What is required = Please retype the records below exactly as they appear, leaving out every picture.

Collected data entries =
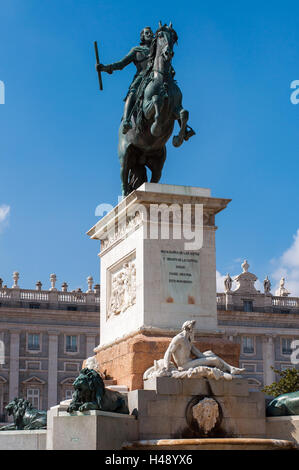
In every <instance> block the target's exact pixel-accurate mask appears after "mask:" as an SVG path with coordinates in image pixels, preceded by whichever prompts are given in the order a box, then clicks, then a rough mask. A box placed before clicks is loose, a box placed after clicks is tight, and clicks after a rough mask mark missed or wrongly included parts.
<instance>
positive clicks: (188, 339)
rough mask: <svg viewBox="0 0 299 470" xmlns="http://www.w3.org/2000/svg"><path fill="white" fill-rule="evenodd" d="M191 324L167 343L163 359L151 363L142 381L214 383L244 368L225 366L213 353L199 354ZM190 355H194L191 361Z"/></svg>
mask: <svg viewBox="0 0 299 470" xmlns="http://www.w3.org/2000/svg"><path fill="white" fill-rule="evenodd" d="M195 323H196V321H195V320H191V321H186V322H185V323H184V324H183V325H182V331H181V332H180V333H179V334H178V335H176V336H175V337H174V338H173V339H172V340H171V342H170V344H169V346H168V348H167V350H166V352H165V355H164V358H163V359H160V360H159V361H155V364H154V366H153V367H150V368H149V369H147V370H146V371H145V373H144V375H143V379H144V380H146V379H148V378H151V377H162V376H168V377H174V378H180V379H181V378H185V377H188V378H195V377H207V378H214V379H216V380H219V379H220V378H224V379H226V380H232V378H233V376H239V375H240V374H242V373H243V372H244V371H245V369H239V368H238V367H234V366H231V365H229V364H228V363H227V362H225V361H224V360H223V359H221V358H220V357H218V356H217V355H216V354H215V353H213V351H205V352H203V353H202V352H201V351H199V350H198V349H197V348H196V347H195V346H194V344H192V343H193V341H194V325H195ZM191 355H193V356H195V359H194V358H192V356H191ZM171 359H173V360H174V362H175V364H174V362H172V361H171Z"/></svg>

Written solution =
In every <instance> block the target's exact pixel-accurate mask appears after "mask:" as an SVG path with coordinates in image pixels, preceded by whichever prompts are given in the order a box, then clicks, then a rough mask. A box placed before clicks is loose, a box placed after clicks is tight, and clicks after a rough mask mark missed or wrongly included parts.
<instance>
positive clicks: (188, 339)
rough mask: <svg viewBox="0 0 299 470" xmlns="http://www.w3.org/2000/svg"><path fill="white" fill-rule="evenodd" d="M191 324L167 343L163 359L151 363L142 381L214 383L244 368L225 366L213 353L199 354ZM190 355H194L191 361Z"/></svg>
mask: <svg viewBox="0 0 299 470" xmlns="http://www.w3.org/2000/svg"><path fill="white" fill-rule="evenodd" d="M195 323H196V321H195V320H191V321H186V322H185V323H184V324H183V325H182V331H181V332H180V333H179V334H178V335H176V336H175V337H174V338H173V339H172V340H171V342H170V344H169V346H168V348H167V350H166V352H165V355H164V358H163V359H160V360H159V361H155V364H154V366H153V367H150V368H149V369H147V370H146V371H145V373H144V375H143V379H144V380H146V379H148V378H151V377H162V376H168V377H174V378H180V379H181V378H185V377H188V378H195V377H207V378H214V379H216V380H219V379H220V378H224V379H226V380H232V378H233V376H239V375H240V374H242V373H243V372H244V371H245V369H239V368H238V367H234V366H231V365H229V364H228V363H227V362H225V361H224V360H223V359H221V358H220V357H218V356H217V355H216V354H215V353H213V351H205V352H203V353H202V352H201V351H199V350H198V349H197V348H196V347H195V346H194V344H192V343H193V341H194V325H195ZM191 355H193V356H195V359H194V358H192V356H191ZM171 359H173V360H174V362H175V364H174V362H172V361H171Z"/></svg>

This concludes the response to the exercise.